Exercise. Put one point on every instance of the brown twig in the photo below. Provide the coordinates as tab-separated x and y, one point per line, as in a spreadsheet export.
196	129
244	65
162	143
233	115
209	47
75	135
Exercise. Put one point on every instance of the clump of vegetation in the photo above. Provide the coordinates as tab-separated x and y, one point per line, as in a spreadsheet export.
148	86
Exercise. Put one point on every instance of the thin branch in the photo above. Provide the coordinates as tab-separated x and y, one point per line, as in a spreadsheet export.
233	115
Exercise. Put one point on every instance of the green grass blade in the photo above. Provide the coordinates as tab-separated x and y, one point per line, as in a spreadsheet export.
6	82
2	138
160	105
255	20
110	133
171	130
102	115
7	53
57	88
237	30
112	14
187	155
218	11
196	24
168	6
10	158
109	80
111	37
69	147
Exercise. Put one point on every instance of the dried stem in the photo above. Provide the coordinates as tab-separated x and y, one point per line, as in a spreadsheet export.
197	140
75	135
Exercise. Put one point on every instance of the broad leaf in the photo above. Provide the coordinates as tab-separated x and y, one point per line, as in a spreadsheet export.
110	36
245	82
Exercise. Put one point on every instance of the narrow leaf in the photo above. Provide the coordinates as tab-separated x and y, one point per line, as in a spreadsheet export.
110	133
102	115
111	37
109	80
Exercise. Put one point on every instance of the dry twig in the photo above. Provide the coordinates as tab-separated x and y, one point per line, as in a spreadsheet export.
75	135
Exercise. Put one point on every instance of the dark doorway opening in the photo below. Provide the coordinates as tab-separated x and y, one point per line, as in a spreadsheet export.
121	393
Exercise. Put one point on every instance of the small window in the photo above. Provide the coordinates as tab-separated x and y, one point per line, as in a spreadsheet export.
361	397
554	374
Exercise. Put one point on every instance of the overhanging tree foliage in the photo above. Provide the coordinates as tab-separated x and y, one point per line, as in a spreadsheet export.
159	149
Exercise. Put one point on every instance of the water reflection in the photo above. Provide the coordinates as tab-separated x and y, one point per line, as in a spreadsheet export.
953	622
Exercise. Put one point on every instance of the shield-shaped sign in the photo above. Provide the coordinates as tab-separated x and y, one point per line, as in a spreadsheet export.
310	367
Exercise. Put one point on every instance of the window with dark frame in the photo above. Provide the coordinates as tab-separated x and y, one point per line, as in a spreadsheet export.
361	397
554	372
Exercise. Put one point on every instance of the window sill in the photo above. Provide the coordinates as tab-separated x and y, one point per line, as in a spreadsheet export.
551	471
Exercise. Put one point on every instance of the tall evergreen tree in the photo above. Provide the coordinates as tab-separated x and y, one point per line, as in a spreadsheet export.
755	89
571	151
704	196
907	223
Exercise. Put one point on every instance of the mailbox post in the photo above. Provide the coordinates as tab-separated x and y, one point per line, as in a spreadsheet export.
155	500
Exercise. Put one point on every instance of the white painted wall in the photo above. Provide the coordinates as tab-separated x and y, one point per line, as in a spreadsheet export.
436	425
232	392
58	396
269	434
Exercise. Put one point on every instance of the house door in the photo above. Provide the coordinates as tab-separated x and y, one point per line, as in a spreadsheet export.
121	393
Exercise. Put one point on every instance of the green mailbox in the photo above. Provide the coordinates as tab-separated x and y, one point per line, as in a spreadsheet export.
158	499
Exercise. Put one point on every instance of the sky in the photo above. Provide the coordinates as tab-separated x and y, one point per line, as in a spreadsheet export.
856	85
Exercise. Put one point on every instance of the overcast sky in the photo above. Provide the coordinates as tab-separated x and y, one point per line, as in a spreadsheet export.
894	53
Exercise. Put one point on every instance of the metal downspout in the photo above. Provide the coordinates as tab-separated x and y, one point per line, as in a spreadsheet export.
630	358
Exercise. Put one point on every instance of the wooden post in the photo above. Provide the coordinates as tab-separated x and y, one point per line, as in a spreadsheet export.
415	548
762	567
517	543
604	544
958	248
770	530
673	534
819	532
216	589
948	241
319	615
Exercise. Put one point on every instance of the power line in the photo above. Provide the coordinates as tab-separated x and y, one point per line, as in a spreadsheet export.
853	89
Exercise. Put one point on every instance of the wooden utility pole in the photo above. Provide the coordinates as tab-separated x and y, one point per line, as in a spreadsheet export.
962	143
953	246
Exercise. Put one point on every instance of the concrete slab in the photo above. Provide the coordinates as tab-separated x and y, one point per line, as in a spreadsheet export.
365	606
**********
# [WORK INSTRUCTIONS]
Retype the lines from the one containing "Exercise. Put one point on every instance of the wooden post" to the last line above. Change nothing and include no others.

# [WRITTEN ANSWER]
Exercise. Put one point on every instance of the wooden post in the photo above. Provide the coordinates as tab-separated x and y, one point per line, as in a spreadsheet export.
415	548
762	567
517	543
604	544
958	248
770	530
673	534
819	532
216	589
948	241
319	615
Exercise. Put one point on every instance of the power line in the photo above. Provide the coordinates as tab-separated x and y, one point per line, as in a spreadsheet export.
853	89
Exercise. Put one point on every instance of the wooden utility pole in the photo above. Provide the coordinates as tab-separated x and y, one point per line, as in a spreadsheet export.
962	143
953	246
Exercise. Put one point on every instance of the concrete slab in the photo above. Provide the coordinates as tab-separated x and y, one point per line, as in a spreadsheet export.
365	606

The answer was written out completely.